• [ASSIGNED TASK]: Only one stretch of the records below should be repeated. It starts with the line containing "216L261 211L246 212L227" and goes on through the line containing "positive clicks: (250, 210)", exactly as written.

• [DATA FOR ANALYSIS]:
* * *

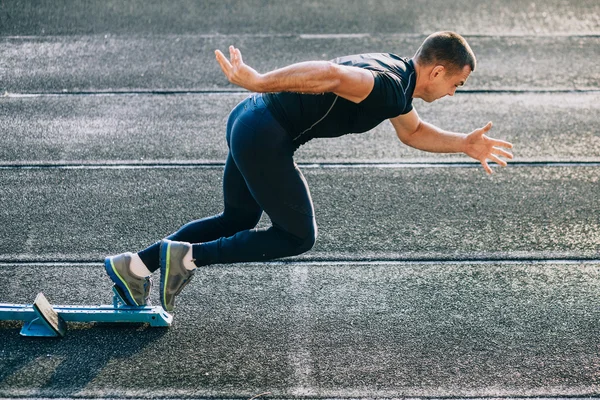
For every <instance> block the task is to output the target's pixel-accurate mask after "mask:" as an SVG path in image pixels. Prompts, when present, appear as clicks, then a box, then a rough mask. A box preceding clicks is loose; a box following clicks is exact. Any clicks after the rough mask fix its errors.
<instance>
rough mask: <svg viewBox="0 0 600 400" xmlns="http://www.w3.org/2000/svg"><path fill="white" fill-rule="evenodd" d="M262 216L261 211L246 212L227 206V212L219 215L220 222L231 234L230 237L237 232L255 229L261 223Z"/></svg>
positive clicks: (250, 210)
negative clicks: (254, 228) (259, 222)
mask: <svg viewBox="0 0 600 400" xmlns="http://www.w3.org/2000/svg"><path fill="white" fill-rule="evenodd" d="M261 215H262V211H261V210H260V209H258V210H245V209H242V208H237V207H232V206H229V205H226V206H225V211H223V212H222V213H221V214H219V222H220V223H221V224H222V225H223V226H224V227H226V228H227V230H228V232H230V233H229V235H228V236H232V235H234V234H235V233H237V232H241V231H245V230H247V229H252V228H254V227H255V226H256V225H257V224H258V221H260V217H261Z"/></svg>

* * *

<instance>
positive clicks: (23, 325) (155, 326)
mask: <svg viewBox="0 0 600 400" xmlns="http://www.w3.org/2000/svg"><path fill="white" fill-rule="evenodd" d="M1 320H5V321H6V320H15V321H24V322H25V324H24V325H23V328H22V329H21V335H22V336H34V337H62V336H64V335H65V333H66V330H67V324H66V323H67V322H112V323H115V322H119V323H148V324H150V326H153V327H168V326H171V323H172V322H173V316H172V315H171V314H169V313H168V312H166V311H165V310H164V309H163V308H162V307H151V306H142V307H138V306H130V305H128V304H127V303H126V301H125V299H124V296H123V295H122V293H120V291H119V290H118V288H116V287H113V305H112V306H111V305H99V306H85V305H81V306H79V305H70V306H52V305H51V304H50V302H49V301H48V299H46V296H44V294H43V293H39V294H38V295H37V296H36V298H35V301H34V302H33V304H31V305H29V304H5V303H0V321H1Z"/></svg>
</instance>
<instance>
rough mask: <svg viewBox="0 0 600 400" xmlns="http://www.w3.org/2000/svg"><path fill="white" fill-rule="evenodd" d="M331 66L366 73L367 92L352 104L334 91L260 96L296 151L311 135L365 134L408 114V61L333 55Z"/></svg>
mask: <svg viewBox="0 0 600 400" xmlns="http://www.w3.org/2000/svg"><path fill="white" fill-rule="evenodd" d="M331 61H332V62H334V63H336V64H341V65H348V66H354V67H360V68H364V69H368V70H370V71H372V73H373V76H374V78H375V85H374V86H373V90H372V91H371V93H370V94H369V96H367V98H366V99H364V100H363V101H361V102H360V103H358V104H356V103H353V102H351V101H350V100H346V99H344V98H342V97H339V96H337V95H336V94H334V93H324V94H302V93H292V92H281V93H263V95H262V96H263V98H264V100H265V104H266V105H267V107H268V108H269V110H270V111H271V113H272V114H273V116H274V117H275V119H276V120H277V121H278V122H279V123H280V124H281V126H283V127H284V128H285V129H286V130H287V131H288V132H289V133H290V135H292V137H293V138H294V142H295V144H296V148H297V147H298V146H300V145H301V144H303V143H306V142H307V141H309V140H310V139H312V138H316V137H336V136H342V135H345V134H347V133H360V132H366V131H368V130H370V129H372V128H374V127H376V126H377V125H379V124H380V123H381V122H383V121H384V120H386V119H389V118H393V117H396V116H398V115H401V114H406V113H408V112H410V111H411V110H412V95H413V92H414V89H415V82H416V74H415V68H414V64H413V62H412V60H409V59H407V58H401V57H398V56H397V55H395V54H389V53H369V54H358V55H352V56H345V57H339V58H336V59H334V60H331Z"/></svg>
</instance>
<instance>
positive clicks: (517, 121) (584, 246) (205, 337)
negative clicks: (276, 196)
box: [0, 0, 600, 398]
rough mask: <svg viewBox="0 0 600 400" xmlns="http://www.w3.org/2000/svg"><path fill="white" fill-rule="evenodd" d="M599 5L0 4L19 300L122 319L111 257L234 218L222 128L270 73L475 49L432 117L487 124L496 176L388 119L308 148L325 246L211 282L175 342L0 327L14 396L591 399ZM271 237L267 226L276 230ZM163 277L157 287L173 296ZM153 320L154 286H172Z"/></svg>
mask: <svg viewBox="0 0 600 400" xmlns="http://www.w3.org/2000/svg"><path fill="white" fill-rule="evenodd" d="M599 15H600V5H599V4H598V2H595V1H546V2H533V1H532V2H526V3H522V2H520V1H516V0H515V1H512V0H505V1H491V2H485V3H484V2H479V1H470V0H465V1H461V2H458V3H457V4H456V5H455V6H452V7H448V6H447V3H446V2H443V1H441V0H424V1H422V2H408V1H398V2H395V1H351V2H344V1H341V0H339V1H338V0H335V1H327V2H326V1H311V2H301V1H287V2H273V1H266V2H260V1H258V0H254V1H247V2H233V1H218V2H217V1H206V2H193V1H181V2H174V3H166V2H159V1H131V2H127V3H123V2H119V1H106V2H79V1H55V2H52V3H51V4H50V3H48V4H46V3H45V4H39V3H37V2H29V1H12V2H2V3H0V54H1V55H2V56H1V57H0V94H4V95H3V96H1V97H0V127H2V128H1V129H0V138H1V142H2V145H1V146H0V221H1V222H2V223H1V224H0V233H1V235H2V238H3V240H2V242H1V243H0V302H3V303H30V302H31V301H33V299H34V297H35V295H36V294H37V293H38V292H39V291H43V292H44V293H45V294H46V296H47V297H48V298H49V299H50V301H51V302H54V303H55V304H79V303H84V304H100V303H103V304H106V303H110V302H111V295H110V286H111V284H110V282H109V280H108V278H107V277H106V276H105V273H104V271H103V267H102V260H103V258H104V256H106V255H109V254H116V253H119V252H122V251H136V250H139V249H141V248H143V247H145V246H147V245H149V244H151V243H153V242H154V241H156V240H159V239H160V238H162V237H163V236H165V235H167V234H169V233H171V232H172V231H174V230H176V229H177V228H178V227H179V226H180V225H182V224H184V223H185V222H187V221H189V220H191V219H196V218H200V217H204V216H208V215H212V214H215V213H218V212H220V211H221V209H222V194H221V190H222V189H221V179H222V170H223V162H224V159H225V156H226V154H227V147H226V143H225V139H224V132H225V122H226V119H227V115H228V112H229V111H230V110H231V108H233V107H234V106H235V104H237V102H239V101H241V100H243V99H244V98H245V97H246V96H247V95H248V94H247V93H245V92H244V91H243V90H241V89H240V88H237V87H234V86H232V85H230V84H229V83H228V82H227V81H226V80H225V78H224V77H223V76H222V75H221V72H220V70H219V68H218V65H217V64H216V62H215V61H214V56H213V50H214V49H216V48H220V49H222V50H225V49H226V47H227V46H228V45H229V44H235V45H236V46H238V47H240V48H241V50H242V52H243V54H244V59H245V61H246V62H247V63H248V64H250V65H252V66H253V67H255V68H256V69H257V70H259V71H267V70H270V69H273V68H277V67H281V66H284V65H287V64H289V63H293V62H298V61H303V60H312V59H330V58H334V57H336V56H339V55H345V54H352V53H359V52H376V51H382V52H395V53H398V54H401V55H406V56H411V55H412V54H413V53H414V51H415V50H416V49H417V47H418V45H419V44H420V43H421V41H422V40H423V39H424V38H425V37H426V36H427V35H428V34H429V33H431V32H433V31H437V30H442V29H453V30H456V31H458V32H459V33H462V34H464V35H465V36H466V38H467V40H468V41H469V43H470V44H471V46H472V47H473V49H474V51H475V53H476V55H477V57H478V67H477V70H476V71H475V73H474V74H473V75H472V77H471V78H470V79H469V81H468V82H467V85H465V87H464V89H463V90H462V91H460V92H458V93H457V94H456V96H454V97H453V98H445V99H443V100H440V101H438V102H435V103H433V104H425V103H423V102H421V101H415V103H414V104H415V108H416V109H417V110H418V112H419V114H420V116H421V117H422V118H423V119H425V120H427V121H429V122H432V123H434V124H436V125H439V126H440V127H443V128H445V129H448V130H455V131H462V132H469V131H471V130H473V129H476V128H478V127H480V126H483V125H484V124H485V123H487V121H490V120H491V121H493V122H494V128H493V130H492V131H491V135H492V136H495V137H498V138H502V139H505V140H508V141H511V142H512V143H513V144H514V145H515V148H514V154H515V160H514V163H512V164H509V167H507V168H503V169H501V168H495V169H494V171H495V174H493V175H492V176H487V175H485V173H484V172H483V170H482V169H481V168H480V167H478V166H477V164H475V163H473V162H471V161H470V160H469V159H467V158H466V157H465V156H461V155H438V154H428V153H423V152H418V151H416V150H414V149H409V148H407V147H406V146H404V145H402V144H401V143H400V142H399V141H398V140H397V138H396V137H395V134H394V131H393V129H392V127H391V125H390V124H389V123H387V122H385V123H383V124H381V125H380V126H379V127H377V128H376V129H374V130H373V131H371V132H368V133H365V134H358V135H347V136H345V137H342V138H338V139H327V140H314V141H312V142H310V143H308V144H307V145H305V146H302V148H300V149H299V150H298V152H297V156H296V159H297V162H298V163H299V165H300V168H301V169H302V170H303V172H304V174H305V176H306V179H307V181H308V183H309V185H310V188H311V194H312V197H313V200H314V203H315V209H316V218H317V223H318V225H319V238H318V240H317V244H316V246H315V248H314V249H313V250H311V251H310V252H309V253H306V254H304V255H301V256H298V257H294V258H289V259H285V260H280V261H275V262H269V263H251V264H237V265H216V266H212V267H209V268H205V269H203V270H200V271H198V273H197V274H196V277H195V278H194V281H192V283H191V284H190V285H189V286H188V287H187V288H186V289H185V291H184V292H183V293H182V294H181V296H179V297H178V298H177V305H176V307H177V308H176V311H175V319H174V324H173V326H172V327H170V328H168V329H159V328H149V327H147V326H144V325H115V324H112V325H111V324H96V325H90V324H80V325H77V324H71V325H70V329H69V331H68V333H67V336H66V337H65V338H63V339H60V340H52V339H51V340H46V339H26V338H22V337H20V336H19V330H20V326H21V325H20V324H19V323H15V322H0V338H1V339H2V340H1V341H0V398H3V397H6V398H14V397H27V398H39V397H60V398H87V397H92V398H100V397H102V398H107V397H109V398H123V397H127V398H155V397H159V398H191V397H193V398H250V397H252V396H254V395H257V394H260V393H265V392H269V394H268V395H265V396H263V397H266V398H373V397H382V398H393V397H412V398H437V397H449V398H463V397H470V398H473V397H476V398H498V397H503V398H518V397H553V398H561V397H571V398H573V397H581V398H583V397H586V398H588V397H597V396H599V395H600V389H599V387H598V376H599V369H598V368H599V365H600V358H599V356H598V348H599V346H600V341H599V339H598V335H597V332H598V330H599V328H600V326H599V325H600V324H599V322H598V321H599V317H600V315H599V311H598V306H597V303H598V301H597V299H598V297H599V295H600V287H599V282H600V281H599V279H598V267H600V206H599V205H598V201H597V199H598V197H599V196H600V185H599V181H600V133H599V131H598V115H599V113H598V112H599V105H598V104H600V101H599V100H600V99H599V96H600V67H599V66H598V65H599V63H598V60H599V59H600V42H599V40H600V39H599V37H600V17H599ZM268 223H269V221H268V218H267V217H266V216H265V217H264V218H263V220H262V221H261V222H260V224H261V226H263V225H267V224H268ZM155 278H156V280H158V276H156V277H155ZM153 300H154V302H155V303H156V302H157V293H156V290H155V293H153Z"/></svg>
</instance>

* * *

• [ANSWER TO THE PROBLEM]:
rough mask: <svg viewBox="0 0 600 400" xmlns="http://www.w3.org/2000/svg"><path fill="white" fill-rule="evenodd" d="M262 216L261 211L246 212L227 206V212L219 215L220 222L231 234L230 237L237 232L255 229L261 223Z"/></svg>
positive clicks: (250, 210)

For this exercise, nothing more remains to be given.